• WRITTEN TASK: Show every line of the records below that contains the string "instance".

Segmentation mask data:
● ● ● ●
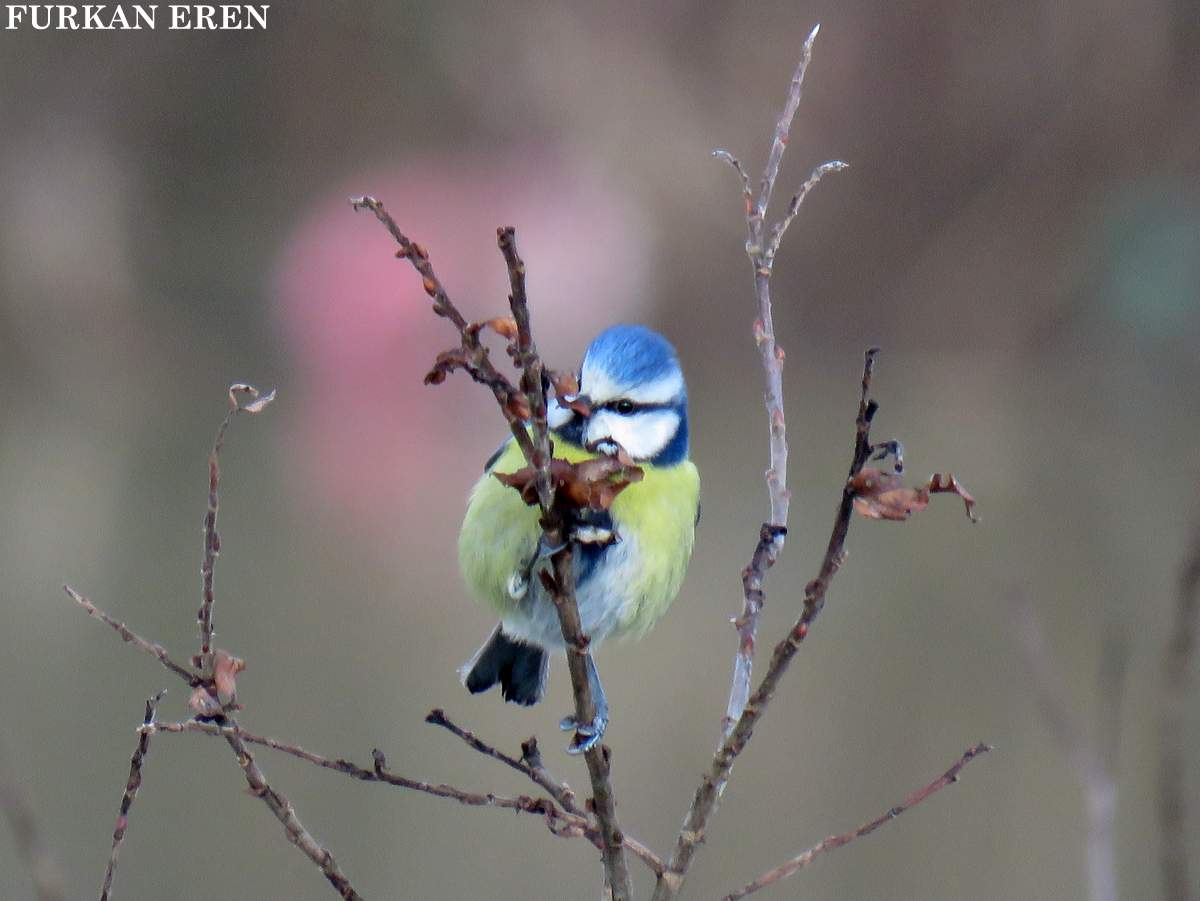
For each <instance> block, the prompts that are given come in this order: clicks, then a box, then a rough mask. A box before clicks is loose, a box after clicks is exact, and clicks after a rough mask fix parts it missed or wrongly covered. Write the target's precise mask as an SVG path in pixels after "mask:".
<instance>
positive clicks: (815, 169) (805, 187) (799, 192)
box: [763, 160, 850, 259]
mask: <svg viewBox="0 0 1200 901" xmlns="http://www.w3.org/2000/svg"><path fill="white" fill-rule="evenodd" d="M848 168H850V163H845V162H842V161H841V160H830V161H829V162H826V163H821V166H818V167H817V168H815V169H814V170H812V172H811V173H810V174H809V178H808V179H806V180H805V181H804V184H803V185H800V190H799V191H797V192H796V193H794V194H792V202H791V203H790V204H787V214H786V215H785V216H784V218H781V220H780V221H779V222H776V223H775V224H774V226H772V227H770V241H769V242H768V244H767V247H766V248H764V250H763V253H764V254H766V257H767V259H774V258H775V254H776V253H779V245H780V242H781V241H782V240H784V234H785V233H786V232H787V227H788V226H791V224H792V220H794V218H796V217H797V215H799V212H800V205H802V204H803V203H804V198H806V197H808V196H809V191H811V190H812V188H815V187H816V186H817V184H818V182H820V181H821V179H823V178H824V176H826V175H827V174H829V173H830V172H841V170H842V169H848Z"/></svg>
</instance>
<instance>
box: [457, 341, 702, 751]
● ● ● ●
• EXERCISE RESPONSE:
For each <instance> block, the prompts that are given come in this order: clicks, then a box, then a rough mask. A box before clicks is loose, a box after clicks is exact, and clicks after a rough mask fix parts it missed or wrongly covered. Write the target's precise mask as an SVG path in pixels after "mask:".
<instance>
</instance>
<instance>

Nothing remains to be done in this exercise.